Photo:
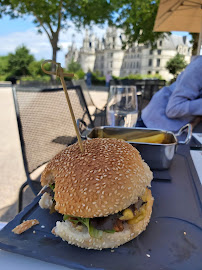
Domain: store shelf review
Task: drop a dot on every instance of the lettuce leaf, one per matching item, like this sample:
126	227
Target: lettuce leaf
86	222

═══

■ **PROBLEM TO WORK ON**
Your output must match the records word for word, apart from the images, which are left out.

■ **WORKED SOLUTION**
Photo:
Domain: store shelf review
Task: drop a dot on every instance of the lettuce leaf, one per matching item, like this sample:
126	227
Target: lettuce leaf
86	222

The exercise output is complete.